Raw records
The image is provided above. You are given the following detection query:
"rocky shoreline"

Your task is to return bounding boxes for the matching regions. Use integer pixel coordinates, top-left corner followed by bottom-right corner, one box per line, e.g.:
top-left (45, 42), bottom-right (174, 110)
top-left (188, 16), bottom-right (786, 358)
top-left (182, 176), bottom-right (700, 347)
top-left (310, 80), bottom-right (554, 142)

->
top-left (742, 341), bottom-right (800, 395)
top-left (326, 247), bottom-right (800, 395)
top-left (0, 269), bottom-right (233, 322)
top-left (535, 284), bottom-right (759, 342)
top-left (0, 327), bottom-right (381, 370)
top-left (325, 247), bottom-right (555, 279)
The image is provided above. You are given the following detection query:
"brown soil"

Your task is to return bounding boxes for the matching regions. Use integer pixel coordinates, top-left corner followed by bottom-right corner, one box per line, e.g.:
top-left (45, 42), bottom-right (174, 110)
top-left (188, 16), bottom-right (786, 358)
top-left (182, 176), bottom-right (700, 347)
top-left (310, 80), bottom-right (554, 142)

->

• **Directive**:
Format all the lines above as a JSON list of strings, one string per line, omitting blank lines.

• **Answer for this exercise**:
[
  "The image is provided above. You are given the following detection query:",
  "\"rocky shoreline\"",
  "Your task is to return bounding boxes for the matching regions. Use integer pixel coordinates, top-left corner followed by bottom-right corner, one box per line, e.g.:",
  "top-left (45, 42), bottom-right (174, 110)",
  "top-left (188, 16), bottom-right (786, 358)",
  "top-left (182, 176), bottom-right (700, 347)",
  "top-left (310, 80), bottom-right (554, 142)",
  "->",
  "top-left (742, 341), bottom-right (800, 395)",
  "top-left (326, 247), bottom-right (800, 395)",
  "top-left (0, 269), bottom-right (233, 322)",
  "top-left (535, 284), bottom-right (759, 342)",
  "top-left (0, 327), bottom-right (381, 370)",
  "top-left (325, 247), bottom-right (555, 279)",
  "The image is provided above. You are given the following detection query:",
  "\"brown soil\"",
  "Your task is to return bounding boxes for the matching regions. Use integer pixel coordinates, top-left corner followed by bottom-right corner, one box per line, e.g.:",
  "top-left (45, 42), bottom-right (174, 110)",
  "top-left (188, 16), bottom-right (786, 358)",
  "top-left (182, 176), bottom-right (700, 347)",
  "top-left (310, 80), bottom-right (554, 142)",
  "->"
]